# What is required
Where a line in the data below includes the word "shirt", count it. State the total and nothing more.

[Start of section]

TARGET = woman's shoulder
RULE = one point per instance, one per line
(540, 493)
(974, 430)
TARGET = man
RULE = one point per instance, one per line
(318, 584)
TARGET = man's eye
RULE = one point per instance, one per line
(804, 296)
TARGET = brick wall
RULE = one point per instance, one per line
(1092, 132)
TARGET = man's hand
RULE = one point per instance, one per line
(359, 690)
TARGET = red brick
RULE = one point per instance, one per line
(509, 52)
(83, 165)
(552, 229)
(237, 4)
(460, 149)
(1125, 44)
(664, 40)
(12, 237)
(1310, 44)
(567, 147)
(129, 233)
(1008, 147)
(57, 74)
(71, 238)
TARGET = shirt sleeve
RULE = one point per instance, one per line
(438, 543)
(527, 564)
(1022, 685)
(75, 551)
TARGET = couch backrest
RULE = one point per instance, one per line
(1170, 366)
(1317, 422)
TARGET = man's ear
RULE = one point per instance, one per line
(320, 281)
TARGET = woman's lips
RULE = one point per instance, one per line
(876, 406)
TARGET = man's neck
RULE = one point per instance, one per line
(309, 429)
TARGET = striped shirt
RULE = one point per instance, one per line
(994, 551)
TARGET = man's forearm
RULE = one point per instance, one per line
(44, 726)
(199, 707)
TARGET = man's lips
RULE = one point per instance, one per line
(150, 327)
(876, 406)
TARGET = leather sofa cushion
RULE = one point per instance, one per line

[End of section]

# Worked solution
2